Task directions
Find the word "window" in the data, then copy each line where it is found.

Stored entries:
•••
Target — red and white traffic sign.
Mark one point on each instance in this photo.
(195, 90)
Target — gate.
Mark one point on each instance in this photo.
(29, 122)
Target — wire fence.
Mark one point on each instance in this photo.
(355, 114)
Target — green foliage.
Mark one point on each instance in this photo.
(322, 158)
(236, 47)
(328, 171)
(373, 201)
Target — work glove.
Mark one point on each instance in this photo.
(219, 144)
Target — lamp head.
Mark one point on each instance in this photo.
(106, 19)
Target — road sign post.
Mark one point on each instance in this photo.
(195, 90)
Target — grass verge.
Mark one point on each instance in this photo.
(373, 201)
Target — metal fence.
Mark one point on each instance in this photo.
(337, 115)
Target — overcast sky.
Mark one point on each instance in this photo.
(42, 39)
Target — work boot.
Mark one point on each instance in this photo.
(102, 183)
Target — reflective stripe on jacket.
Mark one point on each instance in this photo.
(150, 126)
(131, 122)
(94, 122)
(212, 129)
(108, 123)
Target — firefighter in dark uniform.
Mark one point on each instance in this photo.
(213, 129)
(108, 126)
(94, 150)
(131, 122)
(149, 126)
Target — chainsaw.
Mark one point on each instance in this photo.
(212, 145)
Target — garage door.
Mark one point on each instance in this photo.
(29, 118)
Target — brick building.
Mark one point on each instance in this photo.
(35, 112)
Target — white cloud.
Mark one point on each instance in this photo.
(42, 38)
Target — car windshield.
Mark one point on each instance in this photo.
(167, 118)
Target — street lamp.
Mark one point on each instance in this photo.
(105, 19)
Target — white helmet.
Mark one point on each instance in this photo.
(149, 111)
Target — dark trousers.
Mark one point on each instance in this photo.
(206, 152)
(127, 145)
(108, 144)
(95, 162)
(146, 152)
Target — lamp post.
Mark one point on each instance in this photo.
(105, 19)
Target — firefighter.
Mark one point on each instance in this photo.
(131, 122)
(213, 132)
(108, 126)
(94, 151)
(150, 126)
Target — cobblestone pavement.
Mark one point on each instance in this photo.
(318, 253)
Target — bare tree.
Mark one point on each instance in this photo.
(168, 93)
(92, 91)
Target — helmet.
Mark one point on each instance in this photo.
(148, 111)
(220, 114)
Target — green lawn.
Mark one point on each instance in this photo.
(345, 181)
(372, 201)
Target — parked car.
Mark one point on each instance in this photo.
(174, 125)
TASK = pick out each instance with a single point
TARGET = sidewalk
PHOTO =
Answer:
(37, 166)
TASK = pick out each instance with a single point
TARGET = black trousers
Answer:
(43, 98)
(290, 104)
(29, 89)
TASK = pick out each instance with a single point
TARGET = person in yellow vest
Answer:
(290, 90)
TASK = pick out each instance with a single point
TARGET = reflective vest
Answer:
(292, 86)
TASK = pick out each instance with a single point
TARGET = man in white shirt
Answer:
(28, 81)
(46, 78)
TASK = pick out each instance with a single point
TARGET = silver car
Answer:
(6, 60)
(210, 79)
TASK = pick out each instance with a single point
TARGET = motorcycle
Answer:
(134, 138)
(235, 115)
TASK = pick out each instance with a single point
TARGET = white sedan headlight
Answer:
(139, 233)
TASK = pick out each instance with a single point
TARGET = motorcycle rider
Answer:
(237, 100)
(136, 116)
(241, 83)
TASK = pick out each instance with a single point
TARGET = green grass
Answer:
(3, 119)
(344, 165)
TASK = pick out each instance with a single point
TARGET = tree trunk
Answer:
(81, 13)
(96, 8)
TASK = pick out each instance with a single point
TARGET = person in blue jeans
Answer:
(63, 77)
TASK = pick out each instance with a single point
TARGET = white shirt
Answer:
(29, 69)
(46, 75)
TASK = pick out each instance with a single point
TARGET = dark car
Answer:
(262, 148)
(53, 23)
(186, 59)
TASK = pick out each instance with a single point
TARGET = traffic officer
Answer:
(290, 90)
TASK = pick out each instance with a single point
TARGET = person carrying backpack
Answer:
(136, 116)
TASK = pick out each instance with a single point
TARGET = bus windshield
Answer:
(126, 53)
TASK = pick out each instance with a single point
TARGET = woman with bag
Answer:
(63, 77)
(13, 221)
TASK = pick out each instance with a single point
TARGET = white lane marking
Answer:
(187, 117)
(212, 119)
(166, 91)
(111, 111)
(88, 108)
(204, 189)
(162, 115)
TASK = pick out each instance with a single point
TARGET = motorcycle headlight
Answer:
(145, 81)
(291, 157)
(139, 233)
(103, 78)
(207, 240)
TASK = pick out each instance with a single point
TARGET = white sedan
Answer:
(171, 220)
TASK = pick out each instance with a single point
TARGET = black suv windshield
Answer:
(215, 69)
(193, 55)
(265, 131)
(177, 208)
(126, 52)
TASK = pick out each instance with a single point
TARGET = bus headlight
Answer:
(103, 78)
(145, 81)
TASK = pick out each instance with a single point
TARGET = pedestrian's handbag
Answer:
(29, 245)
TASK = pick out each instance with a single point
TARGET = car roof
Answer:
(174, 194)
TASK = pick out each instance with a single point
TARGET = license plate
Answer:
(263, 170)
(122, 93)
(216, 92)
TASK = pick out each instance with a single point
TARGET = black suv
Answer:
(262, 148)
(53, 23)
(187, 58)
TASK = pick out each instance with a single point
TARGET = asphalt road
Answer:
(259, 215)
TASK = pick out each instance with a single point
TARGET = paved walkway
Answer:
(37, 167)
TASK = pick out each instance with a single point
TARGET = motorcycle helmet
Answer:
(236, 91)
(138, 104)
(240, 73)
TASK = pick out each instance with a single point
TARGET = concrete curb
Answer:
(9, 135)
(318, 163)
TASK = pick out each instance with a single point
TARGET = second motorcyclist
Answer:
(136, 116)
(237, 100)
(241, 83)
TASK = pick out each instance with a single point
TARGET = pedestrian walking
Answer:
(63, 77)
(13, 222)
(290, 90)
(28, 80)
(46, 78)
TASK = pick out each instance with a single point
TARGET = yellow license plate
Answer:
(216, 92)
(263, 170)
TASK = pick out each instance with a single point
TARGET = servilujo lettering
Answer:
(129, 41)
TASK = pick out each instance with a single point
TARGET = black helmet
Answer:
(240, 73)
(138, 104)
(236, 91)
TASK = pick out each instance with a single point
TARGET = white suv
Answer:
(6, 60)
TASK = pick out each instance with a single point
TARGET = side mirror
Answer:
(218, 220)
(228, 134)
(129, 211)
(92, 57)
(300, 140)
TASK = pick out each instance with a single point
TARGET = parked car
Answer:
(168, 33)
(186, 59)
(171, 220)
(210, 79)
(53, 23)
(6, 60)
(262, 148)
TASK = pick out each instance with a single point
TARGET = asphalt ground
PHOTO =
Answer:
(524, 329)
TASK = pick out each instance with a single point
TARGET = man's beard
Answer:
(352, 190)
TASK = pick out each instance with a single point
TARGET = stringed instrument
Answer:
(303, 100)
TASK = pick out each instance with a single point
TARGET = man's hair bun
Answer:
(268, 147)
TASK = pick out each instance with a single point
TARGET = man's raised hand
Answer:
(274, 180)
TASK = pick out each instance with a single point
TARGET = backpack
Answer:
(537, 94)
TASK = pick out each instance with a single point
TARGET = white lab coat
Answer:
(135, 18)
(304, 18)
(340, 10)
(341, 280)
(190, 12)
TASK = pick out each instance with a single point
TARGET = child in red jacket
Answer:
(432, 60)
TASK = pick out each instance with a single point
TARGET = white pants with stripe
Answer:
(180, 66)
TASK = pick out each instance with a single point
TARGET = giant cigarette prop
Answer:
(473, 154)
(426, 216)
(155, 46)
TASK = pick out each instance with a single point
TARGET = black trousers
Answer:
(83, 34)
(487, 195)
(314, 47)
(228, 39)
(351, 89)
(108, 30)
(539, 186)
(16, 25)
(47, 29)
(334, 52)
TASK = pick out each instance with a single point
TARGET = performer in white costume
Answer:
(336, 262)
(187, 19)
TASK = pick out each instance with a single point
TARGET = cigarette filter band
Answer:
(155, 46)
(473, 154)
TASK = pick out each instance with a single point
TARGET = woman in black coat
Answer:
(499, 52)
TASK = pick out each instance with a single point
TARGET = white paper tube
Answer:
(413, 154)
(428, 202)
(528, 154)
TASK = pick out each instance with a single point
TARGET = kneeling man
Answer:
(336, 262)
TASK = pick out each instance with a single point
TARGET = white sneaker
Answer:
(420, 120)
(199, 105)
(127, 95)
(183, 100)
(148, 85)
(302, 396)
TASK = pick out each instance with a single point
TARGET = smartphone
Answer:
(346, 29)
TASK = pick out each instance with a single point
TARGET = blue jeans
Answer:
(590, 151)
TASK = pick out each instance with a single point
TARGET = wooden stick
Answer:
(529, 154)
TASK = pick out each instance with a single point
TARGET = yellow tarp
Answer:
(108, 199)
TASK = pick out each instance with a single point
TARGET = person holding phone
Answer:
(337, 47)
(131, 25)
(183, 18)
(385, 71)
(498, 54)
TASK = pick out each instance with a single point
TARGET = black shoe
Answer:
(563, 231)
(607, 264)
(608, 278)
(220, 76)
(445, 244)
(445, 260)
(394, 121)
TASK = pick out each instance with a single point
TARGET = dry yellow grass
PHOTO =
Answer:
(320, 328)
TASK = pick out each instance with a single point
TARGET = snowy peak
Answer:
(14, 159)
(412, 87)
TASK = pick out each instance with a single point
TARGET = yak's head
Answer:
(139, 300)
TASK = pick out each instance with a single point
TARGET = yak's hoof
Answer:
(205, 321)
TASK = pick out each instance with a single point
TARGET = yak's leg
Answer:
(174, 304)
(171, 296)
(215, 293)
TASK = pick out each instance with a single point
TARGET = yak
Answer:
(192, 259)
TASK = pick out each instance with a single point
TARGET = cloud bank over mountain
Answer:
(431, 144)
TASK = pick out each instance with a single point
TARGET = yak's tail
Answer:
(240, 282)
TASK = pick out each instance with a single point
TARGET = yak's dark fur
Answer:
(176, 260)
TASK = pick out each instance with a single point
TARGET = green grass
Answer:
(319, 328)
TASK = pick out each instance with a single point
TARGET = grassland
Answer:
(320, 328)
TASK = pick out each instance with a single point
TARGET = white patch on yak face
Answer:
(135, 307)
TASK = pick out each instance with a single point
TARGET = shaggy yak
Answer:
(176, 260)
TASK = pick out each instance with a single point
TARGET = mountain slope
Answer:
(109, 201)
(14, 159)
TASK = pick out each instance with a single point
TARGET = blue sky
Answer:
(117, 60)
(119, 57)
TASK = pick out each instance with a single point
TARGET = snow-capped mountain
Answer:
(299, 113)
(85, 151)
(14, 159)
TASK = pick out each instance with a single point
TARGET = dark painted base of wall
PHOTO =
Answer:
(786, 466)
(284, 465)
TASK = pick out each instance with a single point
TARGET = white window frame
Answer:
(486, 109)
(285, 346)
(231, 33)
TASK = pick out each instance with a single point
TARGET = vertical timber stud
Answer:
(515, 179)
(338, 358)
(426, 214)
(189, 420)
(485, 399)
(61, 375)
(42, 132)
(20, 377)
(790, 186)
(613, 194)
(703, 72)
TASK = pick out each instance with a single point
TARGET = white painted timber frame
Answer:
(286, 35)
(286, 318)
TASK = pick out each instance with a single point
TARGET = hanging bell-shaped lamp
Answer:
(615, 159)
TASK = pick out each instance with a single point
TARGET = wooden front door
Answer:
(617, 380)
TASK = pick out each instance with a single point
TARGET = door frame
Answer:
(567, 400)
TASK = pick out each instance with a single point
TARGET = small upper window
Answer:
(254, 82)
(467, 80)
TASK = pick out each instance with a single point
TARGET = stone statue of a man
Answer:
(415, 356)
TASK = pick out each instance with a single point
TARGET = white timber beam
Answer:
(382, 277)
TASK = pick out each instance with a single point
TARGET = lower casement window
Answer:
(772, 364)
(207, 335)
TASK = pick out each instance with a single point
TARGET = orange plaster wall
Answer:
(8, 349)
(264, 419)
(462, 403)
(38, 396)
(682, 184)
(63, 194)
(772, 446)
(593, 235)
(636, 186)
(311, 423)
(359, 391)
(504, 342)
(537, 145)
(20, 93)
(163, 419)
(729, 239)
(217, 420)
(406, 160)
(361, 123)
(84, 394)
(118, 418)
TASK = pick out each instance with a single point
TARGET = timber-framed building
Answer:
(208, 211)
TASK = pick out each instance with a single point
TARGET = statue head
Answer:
•••
Reply
TARGET = white window frame
TARGET = small upper window
TARGET = lower casement window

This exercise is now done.